Document extract:
▬▬▬▬▬▬▬▬▬▬

Let markets do what markets do and only come in to regulate when there is a clear and obvious dynamic where markets simply dont work (military, police, health care, etc). Simply the tax code. Simplify spending. Stop pretending these grand social and economic experiments. Stop public/private nonsense and choose one or the other.

That's ancient sales wisdom, not anything new. MCI and AT&T perfected those techniques during the long distance wars in the 80s and 90s, and it was ancient sales wisdom back then.

A corollary is that they are your family. That's my favorite red flag: some employer or vendor or other non-family entity tries to tell me I'm part of their family. Uh, no, I'm not.

Pretty much all sales and advertising is built around creating a perception of pain and/or fear and offering relief for that.

That SunRun included that in their sales manual just indicates that they were addressing a sales force that was significantly staffed with sales novices who didn't already understand that, not that they were particularly nefarious.

▬▬▬▬▬▬▬▬▬▬

Data records:

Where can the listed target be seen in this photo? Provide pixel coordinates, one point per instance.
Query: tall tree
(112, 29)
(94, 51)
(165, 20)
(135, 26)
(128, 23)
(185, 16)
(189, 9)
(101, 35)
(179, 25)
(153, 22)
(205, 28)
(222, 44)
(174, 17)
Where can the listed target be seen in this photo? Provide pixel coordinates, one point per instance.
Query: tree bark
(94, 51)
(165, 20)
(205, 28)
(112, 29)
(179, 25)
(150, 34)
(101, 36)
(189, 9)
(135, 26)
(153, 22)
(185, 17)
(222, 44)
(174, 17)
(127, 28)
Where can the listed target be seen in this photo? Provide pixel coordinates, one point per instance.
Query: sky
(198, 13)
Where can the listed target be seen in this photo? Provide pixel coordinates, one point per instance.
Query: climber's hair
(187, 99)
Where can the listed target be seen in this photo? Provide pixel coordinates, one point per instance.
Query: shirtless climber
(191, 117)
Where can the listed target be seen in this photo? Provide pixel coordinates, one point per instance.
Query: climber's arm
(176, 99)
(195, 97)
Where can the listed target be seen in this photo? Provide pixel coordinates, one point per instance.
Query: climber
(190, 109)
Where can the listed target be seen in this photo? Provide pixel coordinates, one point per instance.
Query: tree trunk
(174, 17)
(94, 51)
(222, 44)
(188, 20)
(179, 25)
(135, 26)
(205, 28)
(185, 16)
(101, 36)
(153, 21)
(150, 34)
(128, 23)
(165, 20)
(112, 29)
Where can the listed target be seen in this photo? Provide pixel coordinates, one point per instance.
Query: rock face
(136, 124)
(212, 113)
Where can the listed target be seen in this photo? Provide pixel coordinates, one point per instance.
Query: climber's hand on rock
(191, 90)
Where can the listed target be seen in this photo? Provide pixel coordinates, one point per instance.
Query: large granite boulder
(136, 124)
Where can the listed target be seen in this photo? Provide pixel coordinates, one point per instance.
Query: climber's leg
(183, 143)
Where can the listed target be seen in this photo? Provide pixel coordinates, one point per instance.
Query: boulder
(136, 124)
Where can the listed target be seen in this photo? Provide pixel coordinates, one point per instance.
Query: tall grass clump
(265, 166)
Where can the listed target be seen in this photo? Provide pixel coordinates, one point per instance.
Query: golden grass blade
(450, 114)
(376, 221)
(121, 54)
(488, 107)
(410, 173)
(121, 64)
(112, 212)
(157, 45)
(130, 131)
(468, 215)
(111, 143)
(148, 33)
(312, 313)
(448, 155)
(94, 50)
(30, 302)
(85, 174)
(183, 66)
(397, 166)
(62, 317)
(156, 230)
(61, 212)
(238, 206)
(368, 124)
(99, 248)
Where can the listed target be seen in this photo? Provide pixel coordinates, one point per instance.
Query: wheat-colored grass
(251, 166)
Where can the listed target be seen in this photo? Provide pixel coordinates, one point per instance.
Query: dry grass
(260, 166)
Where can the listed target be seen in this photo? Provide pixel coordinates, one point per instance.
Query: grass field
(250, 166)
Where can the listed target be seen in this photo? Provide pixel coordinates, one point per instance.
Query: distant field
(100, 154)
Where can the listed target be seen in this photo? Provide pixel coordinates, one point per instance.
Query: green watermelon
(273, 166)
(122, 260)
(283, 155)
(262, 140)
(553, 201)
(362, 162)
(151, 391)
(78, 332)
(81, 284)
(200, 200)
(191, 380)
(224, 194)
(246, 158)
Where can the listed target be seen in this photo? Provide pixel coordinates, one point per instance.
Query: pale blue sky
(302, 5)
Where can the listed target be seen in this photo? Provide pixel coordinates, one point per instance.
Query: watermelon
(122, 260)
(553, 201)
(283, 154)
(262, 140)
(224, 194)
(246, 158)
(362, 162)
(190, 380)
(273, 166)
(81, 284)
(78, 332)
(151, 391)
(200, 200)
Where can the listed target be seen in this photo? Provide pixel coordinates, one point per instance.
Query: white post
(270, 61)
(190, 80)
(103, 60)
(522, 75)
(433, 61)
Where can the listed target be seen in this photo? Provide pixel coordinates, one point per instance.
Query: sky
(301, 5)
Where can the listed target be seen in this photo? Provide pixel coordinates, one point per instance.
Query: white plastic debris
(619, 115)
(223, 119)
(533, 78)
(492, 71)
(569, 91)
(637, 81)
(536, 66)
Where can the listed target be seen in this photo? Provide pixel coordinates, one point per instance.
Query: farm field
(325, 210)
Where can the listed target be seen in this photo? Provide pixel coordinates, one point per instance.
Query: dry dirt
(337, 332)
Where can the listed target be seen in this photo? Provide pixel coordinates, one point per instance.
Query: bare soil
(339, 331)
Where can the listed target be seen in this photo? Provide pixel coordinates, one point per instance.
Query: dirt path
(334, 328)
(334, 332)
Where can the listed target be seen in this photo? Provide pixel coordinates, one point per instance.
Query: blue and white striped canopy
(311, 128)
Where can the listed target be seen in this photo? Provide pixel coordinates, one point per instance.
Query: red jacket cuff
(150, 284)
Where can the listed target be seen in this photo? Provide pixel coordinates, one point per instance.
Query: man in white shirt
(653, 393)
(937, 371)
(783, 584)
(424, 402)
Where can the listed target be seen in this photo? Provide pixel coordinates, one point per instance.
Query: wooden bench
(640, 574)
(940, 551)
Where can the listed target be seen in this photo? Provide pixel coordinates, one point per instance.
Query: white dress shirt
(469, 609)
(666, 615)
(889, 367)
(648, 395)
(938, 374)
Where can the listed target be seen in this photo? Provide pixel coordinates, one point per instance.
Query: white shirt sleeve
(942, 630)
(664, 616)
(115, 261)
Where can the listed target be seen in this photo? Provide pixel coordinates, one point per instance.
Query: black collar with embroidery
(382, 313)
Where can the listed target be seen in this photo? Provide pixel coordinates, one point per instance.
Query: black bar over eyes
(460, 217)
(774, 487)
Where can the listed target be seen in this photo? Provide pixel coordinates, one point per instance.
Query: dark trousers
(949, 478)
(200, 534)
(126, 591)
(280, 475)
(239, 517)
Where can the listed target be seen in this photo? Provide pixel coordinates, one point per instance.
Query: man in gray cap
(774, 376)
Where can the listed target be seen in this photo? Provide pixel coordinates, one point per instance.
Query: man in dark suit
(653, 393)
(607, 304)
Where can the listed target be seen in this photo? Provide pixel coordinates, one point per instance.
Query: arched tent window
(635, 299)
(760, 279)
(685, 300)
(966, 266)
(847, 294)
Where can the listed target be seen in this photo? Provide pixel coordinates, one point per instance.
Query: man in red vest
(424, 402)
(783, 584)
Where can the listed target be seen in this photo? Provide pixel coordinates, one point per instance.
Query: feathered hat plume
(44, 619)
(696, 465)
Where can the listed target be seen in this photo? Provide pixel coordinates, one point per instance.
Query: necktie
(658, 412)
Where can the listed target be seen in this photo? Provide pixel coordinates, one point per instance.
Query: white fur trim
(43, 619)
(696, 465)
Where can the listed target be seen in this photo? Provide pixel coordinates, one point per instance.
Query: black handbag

▬▬▬▬▬▬▬▬▬▬

What is asked:
1/ In the comment excerpt on sales, which two companies perfected those sales techniques during the long distance wars?
2/ Transcribe the passage from the comment excerpt on sales, starting with "Pretty much all" and going on through "were particularly nefarious.".

Solved tasks:
1/ MCI and AT&T

2/
Pretty much all sales and advertising is built around creating a perception of pain and/or fear and offering relief for that.

That SunRun included that in their sales manual just indicates that they were addressing a sales force that was significantly staffed with sales novices who didn't already understand that, not that they were particularly nefarious.